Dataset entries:
★ ★ ★ ★ ★

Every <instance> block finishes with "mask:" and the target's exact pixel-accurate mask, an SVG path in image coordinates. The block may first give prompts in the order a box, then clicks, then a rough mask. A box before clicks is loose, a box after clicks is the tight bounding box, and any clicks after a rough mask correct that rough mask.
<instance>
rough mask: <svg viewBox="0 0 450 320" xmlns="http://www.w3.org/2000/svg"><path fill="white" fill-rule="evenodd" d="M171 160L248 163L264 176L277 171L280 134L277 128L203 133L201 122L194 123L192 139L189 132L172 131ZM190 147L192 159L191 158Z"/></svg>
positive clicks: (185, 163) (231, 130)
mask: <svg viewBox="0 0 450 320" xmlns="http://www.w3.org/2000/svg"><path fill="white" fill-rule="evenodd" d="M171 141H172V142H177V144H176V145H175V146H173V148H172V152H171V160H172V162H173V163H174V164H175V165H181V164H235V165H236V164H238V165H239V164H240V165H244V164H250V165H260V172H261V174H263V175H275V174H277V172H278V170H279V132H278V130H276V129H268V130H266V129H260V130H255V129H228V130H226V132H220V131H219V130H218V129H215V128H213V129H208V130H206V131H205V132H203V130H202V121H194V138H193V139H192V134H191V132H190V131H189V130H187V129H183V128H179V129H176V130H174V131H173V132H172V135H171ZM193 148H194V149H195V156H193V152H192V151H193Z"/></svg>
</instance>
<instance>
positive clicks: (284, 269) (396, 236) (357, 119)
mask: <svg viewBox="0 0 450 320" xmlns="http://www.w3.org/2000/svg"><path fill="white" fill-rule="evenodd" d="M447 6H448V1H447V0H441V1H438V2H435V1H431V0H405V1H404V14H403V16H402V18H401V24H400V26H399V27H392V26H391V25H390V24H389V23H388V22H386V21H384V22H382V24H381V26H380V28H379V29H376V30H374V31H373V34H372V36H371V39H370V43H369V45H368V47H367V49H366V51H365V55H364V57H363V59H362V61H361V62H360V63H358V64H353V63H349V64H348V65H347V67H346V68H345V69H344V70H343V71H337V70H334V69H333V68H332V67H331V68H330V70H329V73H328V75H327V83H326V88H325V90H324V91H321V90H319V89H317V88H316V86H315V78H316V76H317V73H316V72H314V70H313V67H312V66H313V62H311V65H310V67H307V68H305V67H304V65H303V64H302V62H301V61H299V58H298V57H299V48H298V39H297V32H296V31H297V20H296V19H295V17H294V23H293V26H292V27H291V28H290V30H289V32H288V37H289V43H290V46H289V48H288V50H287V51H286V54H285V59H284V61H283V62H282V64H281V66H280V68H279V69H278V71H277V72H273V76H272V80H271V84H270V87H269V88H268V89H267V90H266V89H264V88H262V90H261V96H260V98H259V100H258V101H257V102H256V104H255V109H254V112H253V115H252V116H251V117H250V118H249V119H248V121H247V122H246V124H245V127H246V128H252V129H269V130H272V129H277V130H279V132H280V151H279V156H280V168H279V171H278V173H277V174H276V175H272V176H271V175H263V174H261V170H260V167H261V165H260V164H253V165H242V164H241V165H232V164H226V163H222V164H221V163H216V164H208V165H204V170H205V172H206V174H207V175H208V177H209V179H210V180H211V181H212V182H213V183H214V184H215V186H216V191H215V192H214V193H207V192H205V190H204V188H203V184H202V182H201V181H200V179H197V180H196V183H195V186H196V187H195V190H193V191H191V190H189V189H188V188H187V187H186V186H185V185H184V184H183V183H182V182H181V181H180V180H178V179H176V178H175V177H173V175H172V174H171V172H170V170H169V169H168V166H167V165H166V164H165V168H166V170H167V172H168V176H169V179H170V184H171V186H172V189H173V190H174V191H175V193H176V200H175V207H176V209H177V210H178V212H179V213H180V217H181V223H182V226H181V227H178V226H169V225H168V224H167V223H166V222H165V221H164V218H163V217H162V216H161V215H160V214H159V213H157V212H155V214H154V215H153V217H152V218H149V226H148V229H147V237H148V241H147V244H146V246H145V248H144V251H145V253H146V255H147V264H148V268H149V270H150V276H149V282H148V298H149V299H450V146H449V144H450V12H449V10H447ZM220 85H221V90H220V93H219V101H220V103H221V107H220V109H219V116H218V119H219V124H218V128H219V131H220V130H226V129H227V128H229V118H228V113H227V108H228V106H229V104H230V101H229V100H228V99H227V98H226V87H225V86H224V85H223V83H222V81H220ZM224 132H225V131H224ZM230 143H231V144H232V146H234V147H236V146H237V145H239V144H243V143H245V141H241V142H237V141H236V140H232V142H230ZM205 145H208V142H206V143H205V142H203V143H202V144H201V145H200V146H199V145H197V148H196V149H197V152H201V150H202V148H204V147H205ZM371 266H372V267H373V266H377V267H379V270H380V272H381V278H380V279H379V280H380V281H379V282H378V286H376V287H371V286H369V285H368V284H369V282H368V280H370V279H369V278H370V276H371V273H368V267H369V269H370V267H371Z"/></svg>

★ ★ ★ ★ ★

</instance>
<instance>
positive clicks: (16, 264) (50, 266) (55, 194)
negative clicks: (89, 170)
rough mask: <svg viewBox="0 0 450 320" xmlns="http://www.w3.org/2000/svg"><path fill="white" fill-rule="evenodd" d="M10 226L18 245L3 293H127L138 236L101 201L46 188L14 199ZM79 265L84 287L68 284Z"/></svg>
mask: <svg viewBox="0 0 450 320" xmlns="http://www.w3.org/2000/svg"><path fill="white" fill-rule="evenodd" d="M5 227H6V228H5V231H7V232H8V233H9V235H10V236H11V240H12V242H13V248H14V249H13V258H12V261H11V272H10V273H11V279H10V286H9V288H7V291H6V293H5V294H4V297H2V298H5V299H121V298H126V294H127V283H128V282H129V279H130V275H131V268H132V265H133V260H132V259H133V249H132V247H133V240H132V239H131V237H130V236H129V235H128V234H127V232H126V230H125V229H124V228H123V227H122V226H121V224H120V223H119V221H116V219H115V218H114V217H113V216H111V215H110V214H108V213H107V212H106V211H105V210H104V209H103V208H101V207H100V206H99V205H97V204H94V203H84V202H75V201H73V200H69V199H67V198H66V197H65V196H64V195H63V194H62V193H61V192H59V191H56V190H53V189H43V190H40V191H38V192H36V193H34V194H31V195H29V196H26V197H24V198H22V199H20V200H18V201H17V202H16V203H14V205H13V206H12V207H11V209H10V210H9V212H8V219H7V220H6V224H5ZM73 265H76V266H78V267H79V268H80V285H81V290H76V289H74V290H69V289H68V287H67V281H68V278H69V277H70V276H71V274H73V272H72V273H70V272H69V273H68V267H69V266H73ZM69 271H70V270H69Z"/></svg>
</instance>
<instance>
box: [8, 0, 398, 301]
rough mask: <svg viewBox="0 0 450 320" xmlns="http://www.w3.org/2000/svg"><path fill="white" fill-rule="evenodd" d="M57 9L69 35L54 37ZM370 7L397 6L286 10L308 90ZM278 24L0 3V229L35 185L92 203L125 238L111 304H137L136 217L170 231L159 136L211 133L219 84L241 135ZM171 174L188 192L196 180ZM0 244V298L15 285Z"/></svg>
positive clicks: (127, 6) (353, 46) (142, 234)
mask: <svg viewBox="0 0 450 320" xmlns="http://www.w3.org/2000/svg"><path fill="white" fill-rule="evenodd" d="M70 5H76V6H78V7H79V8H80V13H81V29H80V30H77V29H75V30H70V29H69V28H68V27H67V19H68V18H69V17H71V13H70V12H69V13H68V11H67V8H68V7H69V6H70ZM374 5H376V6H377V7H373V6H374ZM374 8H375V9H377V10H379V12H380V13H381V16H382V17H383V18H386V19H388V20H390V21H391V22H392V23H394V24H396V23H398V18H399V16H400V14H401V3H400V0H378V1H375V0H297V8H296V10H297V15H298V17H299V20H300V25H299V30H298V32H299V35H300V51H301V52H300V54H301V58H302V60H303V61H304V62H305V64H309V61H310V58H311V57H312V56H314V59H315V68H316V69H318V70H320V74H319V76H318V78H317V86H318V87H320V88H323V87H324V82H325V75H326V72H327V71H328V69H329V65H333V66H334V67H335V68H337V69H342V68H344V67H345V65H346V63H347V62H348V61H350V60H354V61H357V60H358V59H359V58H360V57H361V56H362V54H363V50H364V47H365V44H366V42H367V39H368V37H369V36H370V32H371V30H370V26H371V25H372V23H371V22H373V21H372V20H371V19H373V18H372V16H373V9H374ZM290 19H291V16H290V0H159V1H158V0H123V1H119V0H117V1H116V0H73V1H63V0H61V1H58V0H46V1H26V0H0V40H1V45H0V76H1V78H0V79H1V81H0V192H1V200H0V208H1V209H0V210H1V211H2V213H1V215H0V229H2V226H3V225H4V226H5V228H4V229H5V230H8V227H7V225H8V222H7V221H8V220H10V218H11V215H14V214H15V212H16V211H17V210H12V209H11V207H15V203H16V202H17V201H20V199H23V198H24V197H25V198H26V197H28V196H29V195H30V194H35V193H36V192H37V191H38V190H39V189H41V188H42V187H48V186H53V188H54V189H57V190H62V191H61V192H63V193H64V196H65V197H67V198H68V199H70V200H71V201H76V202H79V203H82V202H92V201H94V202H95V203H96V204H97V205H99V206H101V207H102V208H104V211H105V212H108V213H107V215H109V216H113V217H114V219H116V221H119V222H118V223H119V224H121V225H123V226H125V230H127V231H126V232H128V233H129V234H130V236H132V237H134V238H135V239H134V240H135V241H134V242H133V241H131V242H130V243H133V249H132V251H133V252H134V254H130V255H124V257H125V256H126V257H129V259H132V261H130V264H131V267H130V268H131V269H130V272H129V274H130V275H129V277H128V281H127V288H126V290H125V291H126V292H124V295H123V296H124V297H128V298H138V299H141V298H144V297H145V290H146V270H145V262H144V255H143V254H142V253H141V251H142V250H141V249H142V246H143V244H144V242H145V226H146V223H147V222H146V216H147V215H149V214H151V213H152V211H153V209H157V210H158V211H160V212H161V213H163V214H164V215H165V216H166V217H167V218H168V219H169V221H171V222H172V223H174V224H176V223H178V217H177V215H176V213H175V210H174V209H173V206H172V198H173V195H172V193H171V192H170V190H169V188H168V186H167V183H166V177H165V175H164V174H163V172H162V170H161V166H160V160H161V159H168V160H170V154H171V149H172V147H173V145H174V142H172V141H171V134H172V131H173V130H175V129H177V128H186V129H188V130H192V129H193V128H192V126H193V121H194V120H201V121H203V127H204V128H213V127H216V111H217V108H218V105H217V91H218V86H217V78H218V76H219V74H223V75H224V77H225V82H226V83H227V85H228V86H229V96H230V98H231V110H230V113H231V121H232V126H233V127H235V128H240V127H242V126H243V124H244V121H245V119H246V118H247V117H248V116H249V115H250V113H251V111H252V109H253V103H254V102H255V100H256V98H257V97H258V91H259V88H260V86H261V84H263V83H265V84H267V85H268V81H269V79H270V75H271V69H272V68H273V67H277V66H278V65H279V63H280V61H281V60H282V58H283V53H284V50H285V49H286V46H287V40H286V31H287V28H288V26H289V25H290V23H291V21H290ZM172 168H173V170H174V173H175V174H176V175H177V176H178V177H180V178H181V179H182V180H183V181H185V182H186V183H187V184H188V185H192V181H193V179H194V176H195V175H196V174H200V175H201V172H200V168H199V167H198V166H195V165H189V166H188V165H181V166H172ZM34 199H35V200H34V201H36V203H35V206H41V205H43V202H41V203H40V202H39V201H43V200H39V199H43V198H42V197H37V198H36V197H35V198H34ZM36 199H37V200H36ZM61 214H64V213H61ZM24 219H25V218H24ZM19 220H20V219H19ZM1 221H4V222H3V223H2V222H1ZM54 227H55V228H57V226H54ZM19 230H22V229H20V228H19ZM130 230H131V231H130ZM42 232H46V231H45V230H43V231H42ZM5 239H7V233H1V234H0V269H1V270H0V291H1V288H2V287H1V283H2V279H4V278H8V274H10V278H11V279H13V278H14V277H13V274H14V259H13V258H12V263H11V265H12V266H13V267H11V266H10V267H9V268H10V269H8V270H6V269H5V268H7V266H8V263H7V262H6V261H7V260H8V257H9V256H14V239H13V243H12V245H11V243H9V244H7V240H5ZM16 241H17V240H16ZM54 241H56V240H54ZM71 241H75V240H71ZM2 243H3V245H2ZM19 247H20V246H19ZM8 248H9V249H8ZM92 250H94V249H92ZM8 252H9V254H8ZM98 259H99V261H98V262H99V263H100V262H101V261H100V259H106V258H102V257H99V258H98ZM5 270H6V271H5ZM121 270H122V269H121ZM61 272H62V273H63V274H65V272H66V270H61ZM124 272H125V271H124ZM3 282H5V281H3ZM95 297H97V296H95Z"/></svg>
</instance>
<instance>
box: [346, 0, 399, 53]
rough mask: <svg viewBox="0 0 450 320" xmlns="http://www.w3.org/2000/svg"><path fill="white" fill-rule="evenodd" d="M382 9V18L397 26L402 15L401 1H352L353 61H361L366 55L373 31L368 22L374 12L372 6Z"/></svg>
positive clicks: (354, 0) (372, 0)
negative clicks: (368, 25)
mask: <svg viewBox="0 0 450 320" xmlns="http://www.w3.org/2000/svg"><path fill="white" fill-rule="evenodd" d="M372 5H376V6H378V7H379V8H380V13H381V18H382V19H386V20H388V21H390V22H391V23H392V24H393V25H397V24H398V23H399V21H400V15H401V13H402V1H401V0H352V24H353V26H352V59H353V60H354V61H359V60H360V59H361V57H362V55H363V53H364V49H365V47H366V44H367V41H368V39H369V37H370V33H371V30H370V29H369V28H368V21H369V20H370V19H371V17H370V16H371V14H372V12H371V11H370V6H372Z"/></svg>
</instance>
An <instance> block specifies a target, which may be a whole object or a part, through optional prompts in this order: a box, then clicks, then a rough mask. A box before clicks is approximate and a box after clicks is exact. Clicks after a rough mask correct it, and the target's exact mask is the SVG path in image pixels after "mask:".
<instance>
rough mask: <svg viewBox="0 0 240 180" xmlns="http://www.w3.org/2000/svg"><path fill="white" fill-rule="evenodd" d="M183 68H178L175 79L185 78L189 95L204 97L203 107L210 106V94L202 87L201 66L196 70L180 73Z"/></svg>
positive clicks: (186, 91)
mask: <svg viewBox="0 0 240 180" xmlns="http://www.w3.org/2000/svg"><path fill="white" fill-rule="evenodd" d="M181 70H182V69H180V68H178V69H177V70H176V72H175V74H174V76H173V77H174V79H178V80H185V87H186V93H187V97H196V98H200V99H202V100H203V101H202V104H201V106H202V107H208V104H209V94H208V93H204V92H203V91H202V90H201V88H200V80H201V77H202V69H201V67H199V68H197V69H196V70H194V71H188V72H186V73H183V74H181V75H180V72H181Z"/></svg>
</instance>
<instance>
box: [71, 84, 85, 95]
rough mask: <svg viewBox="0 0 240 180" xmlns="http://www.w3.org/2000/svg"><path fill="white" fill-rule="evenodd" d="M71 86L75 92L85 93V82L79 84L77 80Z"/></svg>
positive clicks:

★ ★ ★ ★ ★

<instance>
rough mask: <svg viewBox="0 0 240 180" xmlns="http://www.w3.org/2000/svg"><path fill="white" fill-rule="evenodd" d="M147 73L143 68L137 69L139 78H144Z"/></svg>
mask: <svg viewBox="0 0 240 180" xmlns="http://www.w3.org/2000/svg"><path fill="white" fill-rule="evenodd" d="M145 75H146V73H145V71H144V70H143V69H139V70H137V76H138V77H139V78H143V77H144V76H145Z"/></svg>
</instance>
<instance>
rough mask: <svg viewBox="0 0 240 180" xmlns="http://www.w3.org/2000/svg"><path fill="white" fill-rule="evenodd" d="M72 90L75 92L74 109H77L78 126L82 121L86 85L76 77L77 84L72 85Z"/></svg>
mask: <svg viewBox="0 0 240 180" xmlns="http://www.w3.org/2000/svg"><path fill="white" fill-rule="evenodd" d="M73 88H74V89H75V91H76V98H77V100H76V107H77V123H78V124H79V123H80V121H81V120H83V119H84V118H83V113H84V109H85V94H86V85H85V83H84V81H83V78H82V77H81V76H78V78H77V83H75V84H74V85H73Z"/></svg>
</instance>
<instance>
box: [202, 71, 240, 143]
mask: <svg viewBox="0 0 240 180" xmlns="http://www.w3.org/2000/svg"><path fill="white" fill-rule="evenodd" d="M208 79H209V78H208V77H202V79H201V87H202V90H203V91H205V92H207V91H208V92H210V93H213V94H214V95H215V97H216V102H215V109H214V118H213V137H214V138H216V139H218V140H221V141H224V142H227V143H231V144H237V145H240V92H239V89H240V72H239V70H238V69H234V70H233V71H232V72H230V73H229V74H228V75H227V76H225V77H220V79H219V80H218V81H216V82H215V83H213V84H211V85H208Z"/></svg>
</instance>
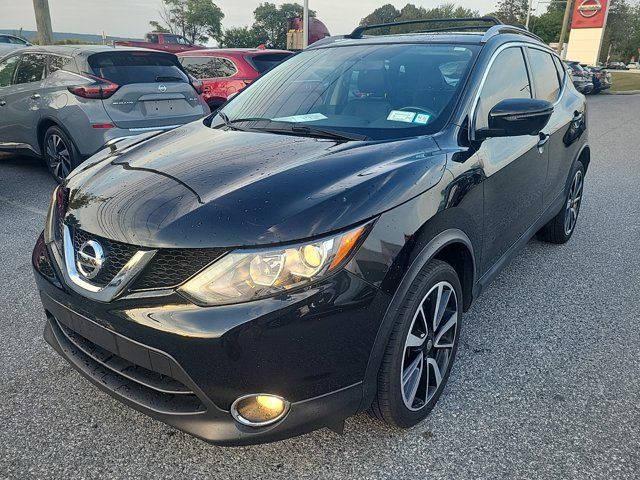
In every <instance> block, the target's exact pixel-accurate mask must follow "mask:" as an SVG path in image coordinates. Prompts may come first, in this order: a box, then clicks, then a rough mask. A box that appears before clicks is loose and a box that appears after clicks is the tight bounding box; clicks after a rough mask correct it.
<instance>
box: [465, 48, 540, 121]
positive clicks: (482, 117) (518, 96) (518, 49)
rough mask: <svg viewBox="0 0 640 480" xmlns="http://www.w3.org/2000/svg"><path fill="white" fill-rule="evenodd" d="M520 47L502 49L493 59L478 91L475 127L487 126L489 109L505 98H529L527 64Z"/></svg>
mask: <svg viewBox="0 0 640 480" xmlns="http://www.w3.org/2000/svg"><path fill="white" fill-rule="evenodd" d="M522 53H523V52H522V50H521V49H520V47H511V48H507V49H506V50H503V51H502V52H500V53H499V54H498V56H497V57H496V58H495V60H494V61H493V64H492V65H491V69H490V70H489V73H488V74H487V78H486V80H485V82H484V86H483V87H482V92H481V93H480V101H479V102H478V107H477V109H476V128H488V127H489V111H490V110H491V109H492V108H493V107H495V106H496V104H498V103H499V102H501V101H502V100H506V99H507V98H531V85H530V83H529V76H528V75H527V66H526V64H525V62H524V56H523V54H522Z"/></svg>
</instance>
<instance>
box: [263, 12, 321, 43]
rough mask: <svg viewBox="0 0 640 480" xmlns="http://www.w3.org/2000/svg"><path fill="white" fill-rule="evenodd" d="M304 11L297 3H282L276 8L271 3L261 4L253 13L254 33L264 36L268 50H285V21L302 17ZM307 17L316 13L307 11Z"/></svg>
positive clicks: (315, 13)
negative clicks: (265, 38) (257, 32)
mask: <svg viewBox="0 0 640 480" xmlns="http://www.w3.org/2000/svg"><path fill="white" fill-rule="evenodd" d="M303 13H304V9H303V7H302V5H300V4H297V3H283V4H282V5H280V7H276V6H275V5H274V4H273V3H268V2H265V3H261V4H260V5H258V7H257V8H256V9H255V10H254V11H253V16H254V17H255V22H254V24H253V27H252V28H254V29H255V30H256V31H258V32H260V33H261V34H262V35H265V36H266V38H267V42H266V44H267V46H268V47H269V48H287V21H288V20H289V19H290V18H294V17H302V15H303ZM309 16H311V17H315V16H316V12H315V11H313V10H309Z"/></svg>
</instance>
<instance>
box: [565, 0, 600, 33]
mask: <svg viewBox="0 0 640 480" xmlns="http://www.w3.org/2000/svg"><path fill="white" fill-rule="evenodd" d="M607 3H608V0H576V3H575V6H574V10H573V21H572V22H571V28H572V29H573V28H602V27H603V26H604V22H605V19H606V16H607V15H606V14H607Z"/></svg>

★ ★ ★ ★ ★

Will you return exactly the lines above from the one with "box: [8, 0, 398, 301]" down to the one with "9L69 35L54 37ZM370", counting both as part of the range?

box: [8, 0, 398, 301]
rough mask: <svg viewBox="0 0 450 320" xmlns="http://www.w3.org/2000/svg"><path fill="white" fill-rule="evenodd" d="M57 9L69 35L54 37ZM370 7L397 6L286 10L308 90ZM278 24L0 3V229L35 185L92 203L125 238L111 304H137L136 217L170 231L159 136L211 133L219 84L241 135ZM171 174L188 192L196 180ZM0 244V298L15 285Z"/></svg>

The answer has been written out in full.